*Provided text*
Wednesday’s national Telstra mobile outage serves as another stark reminder of how reliant on connectivity Australia now is, and how single points of failure can have widespread consequences across the country.
The nearly five-hour outage – which brought train lines to a halt, affected traffic lights, stopped Eftpos payments and even prevented people being able to charge their electric vehicles – was caused by what Telstra’s chief financial officer, Michael Ackland, said was time-keeping servers that feed up-to-date information to the rest of the network.
When the time appears out of sync across the systems, it creates problems.
“Lots of computer systems, they have to synchronise time. It’s one of the ways that you authenticate what’s going on in the network, and the time synchronisation in those nodes wasn’t wasn’t working as it should,” Ackland said at a press conference on Wednesday morning.
“We don’t know why yet.”
While Telstra says, as of Wednesday afternoon, that the root cause of the outage remains unknown, it appears to be yet another example of a single issue at one company causing massive disruption in Australia.
As we saw in the 2024 global outage caused by CrowdStrike, the 2023 Optus national outage, and the 2025 Optus triple-zero outage, single system problems can have cascading effects across not just their own systems, but across the economy.
Outages are not uncommon elsewhere in the world, but in Australia they seem to hit with greater impact.

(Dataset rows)
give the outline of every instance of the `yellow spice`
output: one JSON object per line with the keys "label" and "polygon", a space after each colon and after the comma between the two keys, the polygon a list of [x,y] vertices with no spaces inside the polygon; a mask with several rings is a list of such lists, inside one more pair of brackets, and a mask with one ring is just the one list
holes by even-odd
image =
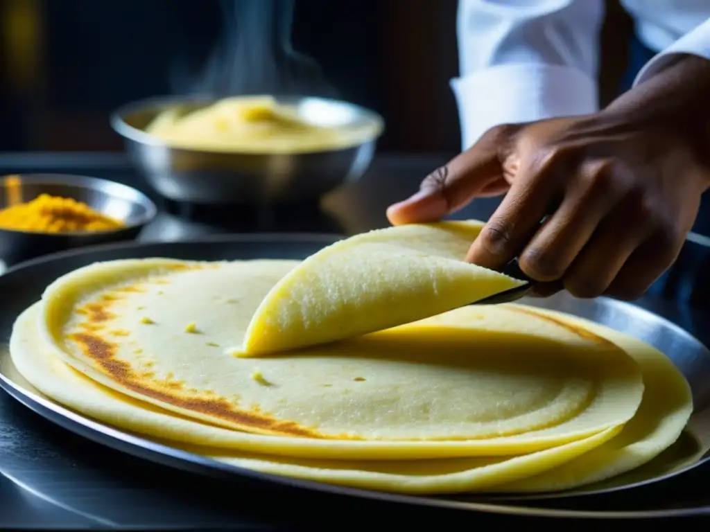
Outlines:
{"label": "yellow spice", "polygon": [[123,224],[71,198],[42,194],[0,210],[0,228],[36,233],[113,231]]}

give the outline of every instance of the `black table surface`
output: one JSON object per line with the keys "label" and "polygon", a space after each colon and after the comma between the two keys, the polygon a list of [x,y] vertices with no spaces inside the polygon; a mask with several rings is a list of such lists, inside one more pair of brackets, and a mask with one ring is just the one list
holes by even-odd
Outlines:
{"label": "black table surface", "polygon": [[[436,155],[381,155],[359,182],[324,199],[320,211],[315,206],[301,206],[285,211],[243,209],[238,214],[227,209],[220,214],[219,209],[160,202],[163,211],[139,238],[174,240],[254,231],[354,233],[383,227],[387,225],[386,206],[415,191],[422,177],[447,159]],[[4,154],[0,155],[0,172],[92,175],[151,194],[121,154]],[[485,219],[498,201],[476,201],[454,217]],[[704,265],[710,256],[709,250],[707,239],[692,235],[676,267],[680,277],[694,275],[698,265]],[[0,303],[5,297],[0,294]],[[691,310],[677,301],[646,298],[639,304],[706,343],[710,340],[705,311]],[[591,501],[573,501],[564,507],[643,511],[704,505],[710,515],[710,482],[703,482],[709,475],[710,470],[704,468],[662,487]],[[0,530],[327,530],[342,527],[344,521],[353,526],[384,525],[386,518],[400,526],[427,522],[441,526],[446,519],[451,528],[523,523],[511,517],[376,503],[253,481],[204,479],[85,440],[0,392]],[[524,518],[526,525],[534,521]]]}

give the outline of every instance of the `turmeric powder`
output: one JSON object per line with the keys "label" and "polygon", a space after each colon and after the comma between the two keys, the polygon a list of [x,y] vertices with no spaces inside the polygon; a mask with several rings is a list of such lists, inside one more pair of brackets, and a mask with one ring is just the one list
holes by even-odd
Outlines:
{"label": "turmeric powder", "polygon": [[33,233],[115,231],[124,225],[71,198],[43,194],[28,203],[0,210],[0,229]]}

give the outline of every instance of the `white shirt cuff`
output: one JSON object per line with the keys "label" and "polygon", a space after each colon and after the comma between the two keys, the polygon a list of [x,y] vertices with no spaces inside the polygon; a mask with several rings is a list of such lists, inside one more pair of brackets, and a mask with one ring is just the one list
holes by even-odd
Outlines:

*What is asked*
a) In the article on the Telstra outage, why does time appearing out of sync across systems cause problems? Answer in one to three sentences.
b) Answer these questions from the article on the Telstra outage:
(i) About how long did the outage last?
(ii) What position at Telstra does Michael Ackland hold?
(iii) Which Optus outage happened in 2023?
c) Please resume the article on the Telstra outage, starting after its final sentence.

*Expected outputs*
a) Many computer systems have to synchronize time, and time synchronization is one of the ways activity in the network is authenticated. In this outage, time synchronization in the nodes was not working as it should.

b)
(i) Nearly five hours.
(ii) Chief financial officer.
(iii) The Optus national outage.

c)
When it comes to mobile outages, it is hard not to see this as an issue with having just three mobile network operators in the market: Telstra, Optus and Vodafone. When one falls over, the impacts are widespread – particularly for Telstra, which has the lion’s share of customers and whose network is used by numerous smaller mobile companies.
Customers who left Optus after the incidents of recent years learned today that it’s not just an Optus issue.
It also raises questions around the resilience of services – both of the telcos and also the businesses and organisations that use their services.
The processes for governments to deal with these outages appear to have improved since the 2023 Optus national outage. On Wednesday, the federal government was on the front foot, checking on emergency calls with the new triple-zero custodian, which was planned after the 2023 Optus outage but only implemented after last year’sOptus triple-zero outage.
The government quickly responded to the outage, with the communications minister, Anika Wells, returning from leave to address the matter.
Wells acknowledged there have been some improvements, but put blame on the telcos for losing the trust of the Australian public. “There is a reason that telcos are the least trusted industry in Australia – it’s days like today,” she said.
“It is on all telcos to improve their systems to make sure that Australians can rely upon them when they need them most.”
The Australian Communications and Media Authority has been asked to investigate the Telstra outage, and the company has promised the communications minister to provide more updates on what caused it.
Hopefully, that will address what redundancy measures could be in place to prevent an issue like this occurring again – as well as what other potential issues they might safeguard against in the future.
Businesses, for example, could look into whether having multiple mobile connections is feasible.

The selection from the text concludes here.